DOCUMENT:

+ + + + +

# Highlights

• Agent57 is able to perform well on all 57 Atari games in the Atari Learning Environment (ALE)1
• Q-function is split in two to decompose the contribution of intrinsic and extrinsic rewards
• A meta-controller modeled as a bandit problem controls the tradeoff between exploration and exploitation

# Introduction

A condensed history of improvements that led to Agent57

source: Deepmind blog

Never Give Up (NGU)2 was a monumental success as it was the first agent to achieve good performance on hard-exploration games. However, it conversely failed to gain good scores on “easier” games. The authors hypothesize that this is because, at each episode, NGU uniformly assign a family of more explorative or exploitative agents at random to gather episodes. This process, according to the authors, is suboptimal as the need for exploration or exploitation varies when learning a game as well as with different games.

+ + + + +

INPUT RECORDS:
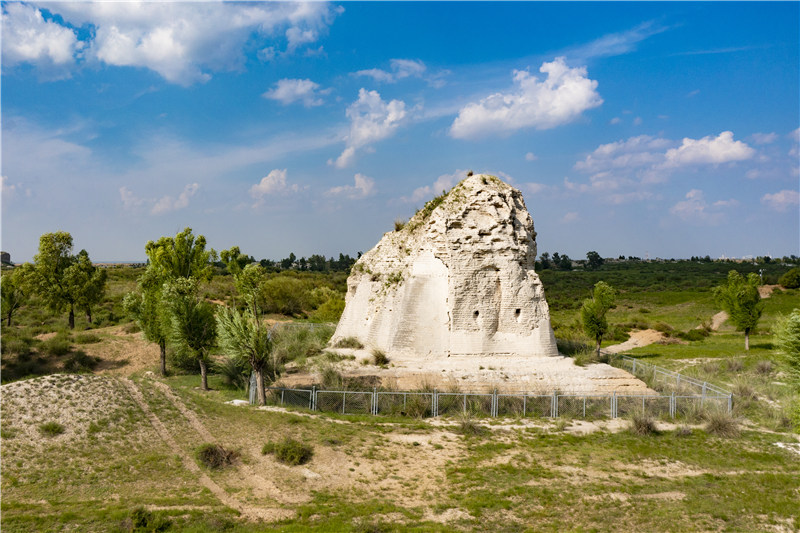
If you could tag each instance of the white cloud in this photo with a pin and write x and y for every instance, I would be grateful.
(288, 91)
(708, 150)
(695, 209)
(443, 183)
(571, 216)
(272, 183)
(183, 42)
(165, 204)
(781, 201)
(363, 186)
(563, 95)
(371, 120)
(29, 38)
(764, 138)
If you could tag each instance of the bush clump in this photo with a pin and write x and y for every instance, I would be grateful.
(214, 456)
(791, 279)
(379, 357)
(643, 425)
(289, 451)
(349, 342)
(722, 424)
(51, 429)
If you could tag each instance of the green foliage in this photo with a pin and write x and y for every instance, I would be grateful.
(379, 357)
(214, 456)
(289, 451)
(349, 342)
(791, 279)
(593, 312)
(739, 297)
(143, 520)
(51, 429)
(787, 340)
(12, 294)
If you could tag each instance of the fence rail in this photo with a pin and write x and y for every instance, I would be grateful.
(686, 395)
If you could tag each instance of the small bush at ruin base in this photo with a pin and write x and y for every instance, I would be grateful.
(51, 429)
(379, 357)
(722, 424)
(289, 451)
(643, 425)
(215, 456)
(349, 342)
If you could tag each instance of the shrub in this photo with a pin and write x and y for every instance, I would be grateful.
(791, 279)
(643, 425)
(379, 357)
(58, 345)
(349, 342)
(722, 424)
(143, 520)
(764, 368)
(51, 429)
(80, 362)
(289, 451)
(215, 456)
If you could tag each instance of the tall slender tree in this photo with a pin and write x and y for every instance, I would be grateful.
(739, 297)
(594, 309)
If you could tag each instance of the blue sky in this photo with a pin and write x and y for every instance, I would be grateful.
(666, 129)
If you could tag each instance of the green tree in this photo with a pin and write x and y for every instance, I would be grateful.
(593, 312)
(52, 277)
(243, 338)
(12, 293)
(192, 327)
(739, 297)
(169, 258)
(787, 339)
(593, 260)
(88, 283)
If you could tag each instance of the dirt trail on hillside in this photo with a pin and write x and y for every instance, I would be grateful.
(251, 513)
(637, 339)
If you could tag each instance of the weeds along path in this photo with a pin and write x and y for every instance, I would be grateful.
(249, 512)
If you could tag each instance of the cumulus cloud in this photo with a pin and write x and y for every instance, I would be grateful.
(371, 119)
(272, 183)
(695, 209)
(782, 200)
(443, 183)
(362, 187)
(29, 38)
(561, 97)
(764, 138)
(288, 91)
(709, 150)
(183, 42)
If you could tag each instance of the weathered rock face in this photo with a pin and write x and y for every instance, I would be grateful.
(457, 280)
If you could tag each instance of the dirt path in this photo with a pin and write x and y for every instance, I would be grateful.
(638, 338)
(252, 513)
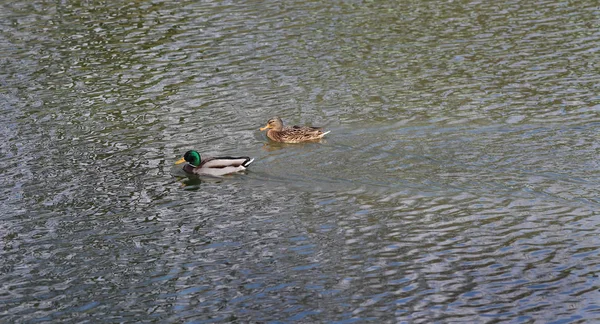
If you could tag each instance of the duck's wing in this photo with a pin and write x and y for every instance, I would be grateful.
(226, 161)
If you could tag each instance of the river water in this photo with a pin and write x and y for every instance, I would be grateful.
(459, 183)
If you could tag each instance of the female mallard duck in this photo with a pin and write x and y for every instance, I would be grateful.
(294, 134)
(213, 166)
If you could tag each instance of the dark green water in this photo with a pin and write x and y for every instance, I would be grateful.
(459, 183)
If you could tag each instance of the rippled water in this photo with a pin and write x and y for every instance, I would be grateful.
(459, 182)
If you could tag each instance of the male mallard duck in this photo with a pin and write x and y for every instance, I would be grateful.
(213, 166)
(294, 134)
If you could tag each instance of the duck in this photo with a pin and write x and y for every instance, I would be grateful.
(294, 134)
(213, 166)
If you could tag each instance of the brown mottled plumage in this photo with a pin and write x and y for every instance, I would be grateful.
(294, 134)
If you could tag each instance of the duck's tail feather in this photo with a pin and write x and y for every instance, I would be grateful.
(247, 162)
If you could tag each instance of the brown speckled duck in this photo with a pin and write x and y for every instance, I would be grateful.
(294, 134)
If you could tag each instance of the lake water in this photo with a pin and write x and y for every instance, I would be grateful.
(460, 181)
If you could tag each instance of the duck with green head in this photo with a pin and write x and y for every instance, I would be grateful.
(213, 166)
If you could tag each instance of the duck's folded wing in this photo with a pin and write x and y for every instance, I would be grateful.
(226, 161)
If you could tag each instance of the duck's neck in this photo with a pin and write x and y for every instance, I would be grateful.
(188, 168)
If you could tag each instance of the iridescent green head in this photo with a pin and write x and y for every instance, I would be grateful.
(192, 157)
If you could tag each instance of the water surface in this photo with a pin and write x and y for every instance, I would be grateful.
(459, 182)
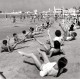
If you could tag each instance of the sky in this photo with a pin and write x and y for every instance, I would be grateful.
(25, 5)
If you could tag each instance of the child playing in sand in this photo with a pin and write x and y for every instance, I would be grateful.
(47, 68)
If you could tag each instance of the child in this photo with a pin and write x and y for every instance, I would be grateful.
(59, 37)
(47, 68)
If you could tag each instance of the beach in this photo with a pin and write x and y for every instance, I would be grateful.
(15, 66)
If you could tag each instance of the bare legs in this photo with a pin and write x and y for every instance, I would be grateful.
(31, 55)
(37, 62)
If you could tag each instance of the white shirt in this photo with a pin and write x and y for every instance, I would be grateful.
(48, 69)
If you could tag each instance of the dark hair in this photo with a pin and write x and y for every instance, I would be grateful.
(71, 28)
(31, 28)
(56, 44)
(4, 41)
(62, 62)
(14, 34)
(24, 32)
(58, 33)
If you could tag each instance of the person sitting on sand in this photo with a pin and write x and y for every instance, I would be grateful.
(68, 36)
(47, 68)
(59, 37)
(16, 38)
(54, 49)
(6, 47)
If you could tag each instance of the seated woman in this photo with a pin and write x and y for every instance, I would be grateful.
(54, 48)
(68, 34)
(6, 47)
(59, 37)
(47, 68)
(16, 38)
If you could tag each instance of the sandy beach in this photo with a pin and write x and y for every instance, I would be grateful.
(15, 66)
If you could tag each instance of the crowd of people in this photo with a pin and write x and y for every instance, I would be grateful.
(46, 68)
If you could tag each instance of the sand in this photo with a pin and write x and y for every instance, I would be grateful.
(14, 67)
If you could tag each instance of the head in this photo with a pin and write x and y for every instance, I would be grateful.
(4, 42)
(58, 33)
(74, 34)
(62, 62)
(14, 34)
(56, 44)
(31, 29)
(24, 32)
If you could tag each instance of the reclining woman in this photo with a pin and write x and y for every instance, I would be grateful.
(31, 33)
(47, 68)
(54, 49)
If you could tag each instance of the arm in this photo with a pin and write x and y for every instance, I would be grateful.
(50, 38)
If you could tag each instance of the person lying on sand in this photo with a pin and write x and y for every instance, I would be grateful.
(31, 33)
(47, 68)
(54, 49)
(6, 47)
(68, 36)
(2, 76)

+ + + + +

REQUIRED WORK:
A. Answer these questions from the Agent57 text, one answer per line, marked the same way:
(i) How many Atari games is Agent57 able to perform well on?
(ii) What does splitting the Q-function in two decompose?
(iii) What was Never Give Up the first agent to achieve?
B. Please rewrite the records from the line containing "If you could tag each instance of the arm" through the end of the records, inclusive, with "lying" changed to "resting" and everything else kept the same.

THE RESPONSES:
A.
(i) All 57 Atari games in the Atari Learning Environment.
(ii) The contribution of intrinsic and extrinsic rewards.
(iii) Good performance on hard-exploration games.

B.
If you could tag each instance of the arm in this photo with a pin and write x and y for every instance, I would be grateful.
(50, 38)
If you could tag each instance of the person resting on sand in this photo with a pin and write x and y for every instance, I would be grateful.
(31, 33)
(47, 68)
(54, 49)
(6, 47)
(68, 36)
(2, 76)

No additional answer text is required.